* **SET EXERCISE**
Set down the material once more, exactly as it appears.

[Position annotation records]

□ □ □ □ □ □ □

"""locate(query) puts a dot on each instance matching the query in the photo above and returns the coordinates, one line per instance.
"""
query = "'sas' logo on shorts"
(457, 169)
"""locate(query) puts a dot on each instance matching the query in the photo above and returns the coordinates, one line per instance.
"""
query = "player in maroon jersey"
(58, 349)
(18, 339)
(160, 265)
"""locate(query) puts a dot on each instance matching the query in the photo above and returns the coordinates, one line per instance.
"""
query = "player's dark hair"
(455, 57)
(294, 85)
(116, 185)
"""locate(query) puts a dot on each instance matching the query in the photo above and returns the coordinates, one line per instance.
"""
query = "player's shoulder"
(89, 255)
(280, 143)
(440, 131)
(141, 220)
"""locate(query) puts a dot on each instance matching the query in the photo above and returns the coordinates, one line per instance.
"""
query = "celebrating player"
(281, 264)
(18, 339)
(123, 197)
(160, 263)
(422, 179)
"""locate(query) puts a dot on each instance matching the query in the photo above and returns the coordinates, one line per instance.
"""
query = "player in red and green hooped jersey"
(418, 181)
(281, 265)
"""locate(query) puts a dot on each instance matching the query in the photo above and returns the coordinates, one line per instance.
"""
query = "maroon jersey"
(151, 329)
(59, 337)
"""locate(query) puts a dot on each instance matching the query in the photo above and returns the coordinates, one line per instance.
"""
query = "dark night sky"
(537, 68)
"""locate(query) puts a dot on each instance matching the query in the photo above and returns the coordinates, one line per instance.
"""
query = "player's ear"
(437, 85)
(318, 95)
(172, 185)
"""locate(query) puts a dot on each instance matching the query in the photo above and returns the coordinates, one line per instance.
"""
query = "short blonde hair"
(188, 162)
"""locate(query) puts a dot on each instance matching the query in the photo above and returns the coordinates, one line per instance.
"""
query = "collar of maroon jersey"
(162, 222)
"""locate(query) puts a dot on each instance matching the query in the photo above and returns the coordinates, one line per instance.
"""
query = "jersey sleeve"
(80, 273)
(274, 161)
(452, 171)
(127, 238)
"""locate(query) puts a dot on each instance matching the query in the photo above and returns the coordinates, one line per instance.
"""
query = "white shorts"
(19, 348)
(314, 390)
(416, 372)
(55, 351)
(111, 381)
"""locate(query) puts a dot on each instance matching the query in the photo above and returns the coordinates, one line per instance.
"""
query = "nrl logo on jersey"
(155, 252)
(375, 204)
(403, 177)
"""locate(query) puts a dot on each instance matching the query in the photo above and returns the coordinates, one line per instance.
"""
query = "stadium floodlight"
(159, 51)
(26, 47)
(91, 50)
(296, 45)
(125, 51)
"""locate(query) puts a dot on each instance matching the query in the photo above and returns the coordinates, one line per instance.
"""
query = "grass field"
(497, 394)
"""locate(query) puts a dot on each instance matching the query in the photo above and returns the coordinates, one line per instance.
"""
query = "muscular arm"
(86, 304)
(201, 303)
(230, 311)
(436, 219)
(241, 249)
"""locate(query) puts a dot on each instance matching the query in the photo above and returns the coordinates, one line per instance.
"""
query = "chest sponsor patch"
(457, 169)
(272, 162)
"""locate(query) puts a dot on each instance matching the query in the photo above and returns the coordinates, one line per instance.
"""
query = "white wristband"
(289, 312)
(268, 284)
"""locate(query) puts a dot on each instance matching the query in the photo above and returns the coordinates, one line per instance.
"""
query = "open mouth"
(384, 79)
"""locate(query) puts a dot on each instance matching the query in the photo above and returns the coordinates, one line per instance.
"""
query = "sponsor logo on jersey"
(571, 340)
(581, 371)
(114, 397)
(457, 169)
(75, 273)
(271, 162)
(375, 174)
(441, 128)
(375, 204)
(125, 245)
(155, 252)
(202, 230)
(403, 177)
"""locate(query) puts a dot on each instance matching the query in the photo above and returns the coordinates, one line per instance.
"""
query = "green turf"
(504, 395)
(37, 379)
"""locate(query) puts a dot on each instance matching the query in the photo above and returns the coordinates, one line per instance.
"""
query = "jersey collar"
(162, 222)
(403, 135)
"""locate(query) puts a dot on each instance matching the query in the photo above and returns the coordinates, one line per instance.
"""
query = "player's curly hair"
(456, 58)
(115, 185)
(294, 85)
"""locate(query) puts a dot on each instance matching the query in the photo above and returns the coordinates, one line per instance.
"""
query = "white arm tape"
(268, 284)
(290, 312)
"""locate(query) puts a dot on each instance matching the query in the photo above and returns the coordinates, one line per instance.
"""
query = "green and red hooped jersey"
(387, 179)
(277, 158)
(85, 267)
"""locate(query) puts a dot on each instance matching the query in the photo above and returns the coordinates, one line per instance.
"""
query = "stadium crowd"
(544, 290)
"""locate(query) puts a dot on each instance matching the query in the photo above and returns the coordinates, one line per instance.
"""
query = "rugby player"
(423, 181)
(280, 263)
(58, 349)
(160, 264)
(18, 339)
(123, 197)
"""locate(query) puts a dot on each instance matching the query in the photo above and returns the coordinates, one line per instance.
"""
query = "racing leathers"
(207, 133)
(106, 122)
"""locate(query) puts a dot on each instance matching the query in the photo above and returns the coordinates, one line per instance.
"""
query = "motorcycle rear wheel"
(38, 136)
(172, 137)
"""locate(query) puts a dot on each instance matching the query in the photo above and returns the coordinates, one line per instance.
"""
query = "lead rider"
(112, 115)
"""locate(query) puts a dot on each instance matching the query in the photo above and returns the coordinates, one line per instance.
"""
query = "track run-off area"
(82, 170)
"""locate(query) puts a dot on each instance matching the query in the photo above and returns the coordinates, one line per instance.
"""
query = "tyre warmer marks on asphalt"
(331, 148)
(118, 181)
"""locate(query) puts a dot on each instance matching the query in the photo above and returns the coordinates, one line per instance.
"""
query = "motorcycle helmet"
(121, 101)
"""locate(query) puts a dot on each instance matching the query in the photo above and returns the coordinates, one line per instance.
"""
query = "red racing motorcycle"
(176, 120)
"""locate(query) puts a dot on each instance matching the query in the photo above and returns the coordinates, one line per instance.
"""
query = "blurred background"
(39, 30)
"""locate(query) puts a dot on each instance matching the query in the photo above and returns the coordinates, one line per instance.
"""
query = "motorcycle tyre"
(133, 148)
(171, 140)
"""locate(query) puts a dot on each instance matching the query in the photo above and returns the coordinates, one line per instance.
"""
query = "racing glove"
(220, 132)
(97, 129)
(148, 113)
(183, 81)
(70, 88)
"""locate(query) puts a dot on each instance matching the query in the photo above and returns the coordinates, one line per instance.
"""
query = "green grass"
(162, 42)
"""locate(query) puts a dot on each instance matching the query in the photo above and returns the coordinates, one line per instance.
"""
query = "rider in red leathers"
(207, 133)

□ □ □ □ □ □ □

* **EXERCISE RESPONSE**
"""locate(query) puts a dot on each instance matching the query in the photo above and returns the coordinates, one line per instance.
"""
query = "'sas' logo on shorts"
(457, 169)
"""locate(query) puts a dot on each instance matching the query in the photo above and returns the coordinates, one line per instance.
"""
query = "player in maroon jersey"
(58, 349)
(18, 339)
(160, 265)
"""locate(query) puts a dot on each instance matching the query in the photo above and returns the coordinates, one line per instance.
"""
query = "player's dark hair"
(455, 57)
(294, 85)
(116, 185)
"""locate(query) puts a dot on each instance matching the query in the photo above and returns the coordinates, one line per instance.
"""
query = "player's shoulder"
(89, 255)
(280, 143)
(440, 131)
(141, 220)
"""locate(query) puts a dot on each instance matching the query in the photo above and returns the coordinates, one line per instance.
"""
query = "celebrating player"
(281, 264)
(18, 339)
(123, 197)
(160, 263)
(422, 179)
"""locate(query) puts a dot on each instance matching the query in the photo above and returns the coordinates, one line per instance.
"""
query = "player in red and green hooped jersey"
(418, 181)
(281, 265)
"""locate(query) puts a dot on each instance matching the query in the photo above and returns the coordinates, one line per instance.
"""
query = "maroon jersey"
(151, 329)
(59, 337)
"""locate(query) puts a dot on each instance matching the query in the photo above and returns the coordinates, one line per instance.
"""
query = "dark night sky"
(537, 68)
"""locate(query) puts a dot on each instance matching the query in the photo above and returns the coordinates, one line per instance.
"""
query = "player's ear"
(437, 85)
(318, 95)
(172, 185)
"""locate(query) puts a dot on each instance matching the query in the photo above and returns the coordinates, one line per instance.
"""
query = "short blonde hair"
(188, 162)
"""locate(query) puts a dot on each instance matching the query in the photo above and returns the coordinates, one line per instance.
"""
query = "collar of maroon jersey"
(162, 222)
"""locate(query) puts a dot on each instance matching the query in the photo above and returns the coordinates, one line per instance.
"""
query = "jersey sleeve"
(80, 273)
(274, 161)
(452, 171)
(127, 238)
"""locate(query) puts a dot on each instance matching the query in the photo above and returns the coordinates, one line per instance.
"""
query = "white shorts"
(19, 348)
(314, 390)
(416, 372)
(55, 351)
(111, 381)
"""locate(query) puts a dot on each instance matching the query in the photo above and returns the coordinates, one line per instance.
"""
query = "nrl logo on jersey"
(155, 252)
(375, 204)
(403, 177)
"""locate(query) puts a dot on each instance matching the query in the photo above and returns the coordinates, one line per instance.
"""
query = "stadium floodlight"
(159, 51)
(26, 47)
(91, 50)
(296, 45)
(125, 51)
"""locate(query) puts a dot on each instance matching the query in the photo above and returns the coordinates, one line per instance.
"""
query = "grass field"
(497, 394)
"""locate(query) puts a dot on each instance matching the query in the photo above and returns the coordinates, one line per instance.
"""
query = "muscular arm"
(86, 304)
(201, 303)
(230, 311)
(436, 219)
(241, 249)
"""locate(query) puts a dot on each instance matching the query in the photo above and returns the coordinates, one line per instance.
"""
query = "chest sponsor patch"
(457, 169)
(272, 162)
"""locate(query) puts a dot on each instance matching the query in the photo above and returns the coordinates, one line per instance.
"""
query = "white wristband"
(289, 312)
(268, 284)
"""locate(query) puts a dot on each instance matching the query in the photo above and returns the coordinates, one line per instance.
"""
query = "open mouth"
(384, 79)
"""locate(query) puts a dot on each instance matching the query in the photo above and returns the coordinates, one line per instance.
"""
query = "sponsor logo on jersey"
(571, 340)
(581, 371)
(114, 397)
(457, 169)
(75, 273)
(271, 162)
(375, 174)
(441, 128)
(375, 204)
(125, 245)
(155, 252)
(202, 230)
(403, 177)
"""locate(query) puts a dot on each instance matching the query in the photo above and returns the coordinates, one line per instance.
"""
query = "green turf"
(504, 395)
(37, 379)
"""locate(query) puts a dot on each instance matching the query in the photo above and returns the coordinates, one line per instance.
"""
query = "jersey collar"
(162, 222)
(403, 135)
"""locate(query) puts a dot on each instance matching the query in the photo above and returns the coordinates, one line per instance.
"""
query = "player's curly hair"
(456, 58)
(115, 185)
(294, 85)
"""locate(query) puts a dot on each instance matching the query in the photo above and returns the coordinates, one line per instance.
"""
query = "white arm tape"
(268, 284)
(290, 312)
"""locate(query) puts a dot on each instance matching the query in the photo above and returns the coordinates, one line per instance.
"""
query = "green and red hooped jersey"
(387, 179)
(277, 158)
(85, 267)
"""locate(query) puts a dot on each instance matching the query in the photo above and returns the coordinates, one line per instance.
"""
query = "stadium crowd"
(544, 290)
"""locate(query) puts a dot on each instance matching the query in the photo above and returns the coordinates, one line per instance.
"""
query = "rugby player"
(423, 181)
(280, 263)
(58, 349)
(160, 264)
(18, 339)
(123, 197)
"""locate(query) puts a dot on each instance matching the query in the photo above and returns the coordinates, one line per instance.
"""
query = "racing leathers"
(207, 133)
(106, 122)
"""locate(query) puts a dot on each instance matching the query in the photo above and returns the coordinates, one line per instance.
"""
query = "motorcycle rear wheel"
(38, 136)
(172, 137)
"""locate(query) puts a dot on each instance matching the query in the photo above and returns the coordinates, one line per instance.
"""
query = "lead rider"
(112, 115)
"""locate(query) puts a dot on each instance matching the query in the photo above and returns the coordinates, one line per instance.
"""
query = "track run-off area"
(82, 170)
"""locate(query) puts a dot on each instance matching the query in the photo above and returns the coordinates, one line per instance.
"""
query = "tyre warmer marks on asphalt"
(331, 148)
(118, 181)
"""locate(query) puts a dot on each instance matching the query in the photo above and returns the coordinates, one line per instance.
"""
query = "motorcycle helmet"
(121, 101)
"""locate(query) puts a dot on each instance matching the query in the photo above and returns the coordinates, one line per instance.
"""
query = "red racing motorcycle"
(176, 120)
"""locate(query) puts a dot on each instance matching the query in the photo above and returns the coordinates, one line per instance.
"""
query = "blurred background"
(39, 30)
"""locate(query) puts a dot on each instance matching the query in the photo above and returns the coordinates, one line per instance.
"""
query = "motorcycle tyre"
(133, 148)
(171, 140)
"""locate(query) puts a dot on each instance matching the query in the photo above and returns the coordinates, one line per instance.
"""
query = "racing glove"
(220, 132)
(97, 129)
(148, 113)
(183, 81)
(70, 88)
"""locate(query) puts a dot on each instance matching the query in the photo above and returns the coordinates, one line per instance.
"""
query = "green grass"
(162, 42)
"""locate(query) puts a dot on each instance matching the query in the photo above and returns the coordinates, one line per instance.
"""
query = "rider in red leathers"
(207, 133)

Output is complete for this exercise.